_TASK GOAL_
Omit images. Retype all entries verbatim.

_GIVEN RECORDS_
___

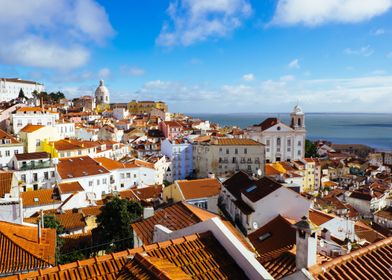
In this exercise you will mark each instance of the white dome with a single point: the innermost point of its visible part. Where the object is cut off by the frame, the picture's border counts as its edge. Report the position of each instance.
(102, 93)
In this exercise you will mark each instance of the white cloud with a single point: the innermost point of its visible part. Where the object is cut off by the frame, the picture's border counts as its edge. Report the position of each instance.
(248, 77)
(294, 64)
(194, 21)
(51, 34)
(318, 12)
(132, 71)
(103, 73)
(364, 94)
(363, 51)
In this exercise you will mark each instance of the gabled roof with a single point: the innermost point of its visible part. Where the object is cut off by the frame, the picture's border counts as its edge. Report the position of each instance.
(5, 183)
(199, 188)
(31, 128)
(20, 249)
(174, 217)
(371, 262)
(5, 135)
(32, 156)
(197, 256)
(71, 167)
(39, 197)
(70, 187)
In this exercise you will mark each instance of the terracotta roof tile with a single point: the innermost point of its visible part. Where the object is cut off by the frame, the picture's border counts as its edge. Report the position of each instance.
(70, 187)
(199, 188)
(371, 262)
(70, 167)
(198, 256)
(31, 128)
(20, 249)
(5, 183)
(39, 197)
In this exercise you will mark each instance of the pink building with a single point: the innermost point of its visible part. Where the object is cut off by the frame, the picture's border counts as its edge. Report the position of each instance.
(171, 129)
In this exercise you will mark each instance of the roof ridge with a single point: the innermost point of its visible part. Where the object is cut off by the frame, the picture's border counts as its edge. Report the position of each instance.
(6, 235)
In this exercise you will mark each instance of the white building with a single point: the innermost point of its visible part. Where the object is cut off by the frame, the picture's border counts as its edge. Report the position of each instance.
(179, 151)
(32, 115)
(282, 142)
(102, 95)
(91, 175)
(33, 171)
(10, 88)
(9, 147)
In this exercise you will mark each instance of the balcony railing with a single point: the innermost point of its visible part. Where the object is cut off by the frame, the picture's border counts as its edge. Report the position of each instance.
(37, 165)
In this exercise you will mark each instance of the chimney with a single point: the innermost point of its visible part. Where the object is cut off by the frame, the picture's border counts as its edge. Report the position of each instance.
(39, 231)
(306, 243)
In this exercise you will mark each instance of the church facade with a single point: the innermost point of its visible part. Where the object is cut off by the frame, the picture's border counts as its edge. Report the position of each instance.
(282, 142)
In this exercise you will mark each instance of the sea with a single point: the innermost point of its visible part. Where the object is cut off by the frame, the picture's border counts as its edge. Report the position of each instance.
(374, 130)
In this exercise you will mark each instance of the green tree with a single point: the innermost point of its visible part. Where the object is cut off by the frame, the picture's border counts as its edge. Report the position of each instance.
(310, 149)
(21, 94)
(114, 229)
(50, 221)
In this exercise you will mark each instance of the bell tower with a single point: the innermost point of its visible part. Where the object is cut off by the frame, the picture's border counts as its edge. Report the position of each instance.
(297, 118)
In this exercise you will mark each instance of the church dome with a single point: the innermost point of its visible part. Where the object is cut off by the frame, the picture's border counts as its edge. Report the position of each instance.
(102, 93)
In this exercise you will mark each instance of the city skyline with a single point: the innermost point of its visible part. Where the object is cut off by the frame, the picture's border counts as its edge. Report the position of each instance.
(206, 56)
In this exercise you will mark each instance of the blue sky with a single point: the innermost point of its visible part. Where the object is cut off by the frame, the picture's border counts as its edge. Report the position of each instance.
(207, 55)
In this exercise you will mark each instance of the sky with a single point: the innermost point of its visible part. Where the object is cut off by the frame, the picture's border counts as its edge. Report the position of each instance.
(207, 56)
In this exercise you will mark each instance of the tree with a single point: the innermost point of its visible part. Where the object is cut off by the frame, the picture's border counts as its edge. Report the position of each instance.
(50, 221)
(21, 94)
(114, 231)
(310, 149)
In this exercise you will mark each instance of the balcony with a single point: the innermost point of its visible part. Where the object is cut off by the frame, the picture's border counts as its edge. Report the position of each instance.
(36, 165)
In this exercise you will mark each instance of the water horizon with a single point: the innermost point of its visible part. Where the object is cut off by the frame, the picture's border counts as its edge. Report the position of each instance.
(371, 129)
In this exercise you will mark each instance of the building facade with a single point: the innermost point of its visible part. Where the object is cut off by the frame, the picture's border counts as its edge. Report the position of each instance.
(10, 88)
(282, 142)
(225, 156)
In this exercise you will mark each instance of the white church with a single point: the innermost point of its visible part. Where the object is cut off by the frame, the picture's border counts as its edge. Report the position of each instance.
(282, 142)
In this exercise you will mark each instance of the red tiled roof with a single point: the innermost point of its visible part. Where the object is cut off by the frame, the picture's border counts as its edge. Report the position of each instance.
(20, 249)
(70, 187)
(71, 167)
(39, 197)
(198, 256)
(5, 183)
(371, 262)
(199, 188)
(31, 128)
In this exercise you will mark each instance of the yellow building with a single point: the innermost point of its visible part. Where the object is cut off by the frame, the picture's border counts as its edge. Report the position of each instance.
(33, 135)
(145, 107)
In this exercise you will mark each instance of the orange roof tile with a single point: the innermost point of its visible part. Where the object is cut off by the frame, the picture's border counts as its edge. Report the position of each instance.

___

_ANSWER TO THIS EXERCISE_
In this exercise you will mark each instance of the white dome with a single point: the innermost point of its visible part. Where the object is cut off by the frame, the picture's border counts as its edge. Report the position of each instance.
(102, 93)
In this exercise you will mark each instance of the white cloud with a single point: the innermost point of its visible part. Where the object is cut off by the frame, the picture's border counts as its edge. Report the position of each instance.
(248, 77)
(294, 64)
(194, 21)
(51, 34)
(318, 12)
(132, 71)
(103, 73)
(364, 94)
(363, 51)
In this exercise you will mark each instance of the gabled roof with a single point: the innermost point of its visible part. Where the object is cut off by the frame, the picture's border counts as its edge. Report the position of each instance.
(5, 183)
(199, 188)
(31, 128)
(20, 249)
(174, 217)
(371, 262)
(5, 135)
(32, 156)
(197, 256)
(71, 167)
(39, 197)
(70, 187)
In this exercise you will mark each instance of the terracotta roof tile with a single point: the innermost point of its visible part. Where the object is cut off by the frame, the picture's border counts as its edge. Report the position of each instance.
(70, 187)
(199, 188)
(371, 262)
(70, 167)
(198, 256)
(31, 128)
(20, 249)
(5, 183)
(39, 197)
In this exercise you will mark each instance of the pink building with a single point: the innermost point of its visible part. Where the object is cut off by the frame, the picture's border counts as its edge. Report the position of each instance.
(171, 129)
In this exercise you will mark each instance of the roof ridge with a single point: the innermost point of its visible part. Where the object is cut off by the frame, the picture's border counts as its edge. Report the position of each instance.
(6, 235)
In this exercise you will mark each instance of the white building with a single point: the innermost point of its visible part. Where the object is cut off by the frame, the picture's border counts as its edge. Report the position of each instance.
(179, 151)
(32, 115)
(282, 142)
(102, 95)
(91, 175)
(33, 171)
(10, 88)
(9, 147)
In this exercise you will mark each instance of the balcony railing with a single point: the innermost point of its visible part. Where the object is cut off by the frame, the picture's border counts as its edge. Report the position of each instance.
(37, 165)
In this exercise you will mark each instance of the chimney with a single point: the innermost point of its visible part. Where the object is cut off by the frame, the picture's border counts as its edge. Report the position of each instance.
(39, 231)
(306, 243)
In this exercise you will mark each instance of the church facade with a single point: the innermost point of its visible part. Where the object is cut off by the frame, the picture's border counts as its edge. Report the position of each instance.
(282, 142)
In this exercise you will mark each instance of the sea with a single point: the innermost point of its visible part. Where the object is cut off by the frame, the picture's border counts as its edge. Report the position of each instance.
(374, 130)
In this exercise you will mark each instance of the green tree with a single point: the innermost point of its visible part. Where the object is cut off by the frame, the picture's border counts as its edge. Report the position of each instance.
(310, 149)
(21, 94)
(114, 229)
(50, 221)
In this exercise you will mark each instance of the bell tower with a single point: the innermost point of its visible part. Where the object is cut off by the frame, the picture's border counts as its edge. Report the position of each instance.
(297, 118)
In this exercise you will mark each instance of the church dome with a single point: the innermost point of its visible part. Where the object is cut off by the frame, the picture's border counts as its edge. Report the position of each instance.
(102, 93)
In this exercise you will mark each instance of the city skyline with a single point: the innermost point of its visible part. Where the object is cut off by the frame, the picture's border counts as its edge. Report the position of each instance.
(206, 56)
In this exercise you will mark each instance of the blue sky with a single point: the innermost point of its visible part. Where the object is cut off by the frame, the picture's border counts as its edge. Report the position of each instance.
(207, 55)
In this exercise you will mark each instance of the sky with a single point: the innermost point of its visible part. Where the object is cut off by the frame, the picture's border counts as its edge. Report the position of each instance.
(207, 56)
In this exercise you will mark each instance of the tree with a single point: the innermost point of its visible part. Where the object is cut off by the frame, the picture's border counts as its edge. Report the position of each instance.
(50, 221)
(21, 94)
(114, 231)
(310, 149)
In this exercise you will mark each instance of the balcony with a single point: the innermost point of its visible part. Where the object is cut off by the frame, the picture's border counts as its edge. Report the position of each instance.
(36, 165)
In this exercise you will mark each instance of the water horizon with a single point: the innermost point of its visible part. Where the object is cut off by the frame, the picture's border counts as its edge. Report the position of each instance.
(371, 129)
In this exercise you will mark each instance of the building facade with a single point: the innermost point of its visible part. Where the object is cut off by the frame, the picture's border counts as its edge. Report the position of each instance.
(10, 88)
(282, 142)
(225, 156)
In this exercise you will mark each instance of the white church with a single point: the innermost point of its visible part. Where the object is cut off by the frame, the picture's border counts as its edge. Report the position of each instance.
(282, 142)
In this exercise you will mark each instance of the red tiled roof with a single point: the innermost point of its visible part. Where the object is cut off by the frame, the picture's border counts as its edge. Report the position of each instance.
(20, 249)
(70, 187)
(71, 167)
(39, 197)
(198, 256)
(5, 183)
(371, 262)
(199, 188)
(31, 128)
In this exercise you will mark each instance of the yellow building with a single point: the innermost point of its visible part. Where the object is cut off by the frame, the picture's border counts as its edge. Report the position of each instance.
(33, 135)
(145, 107)
In this exercise you will mark each instance of the orange roof tile with a single point: the innermost point of its visible part. Where the object is cut off by the frame, the picture's border counts as its edge. Report the position of each instance.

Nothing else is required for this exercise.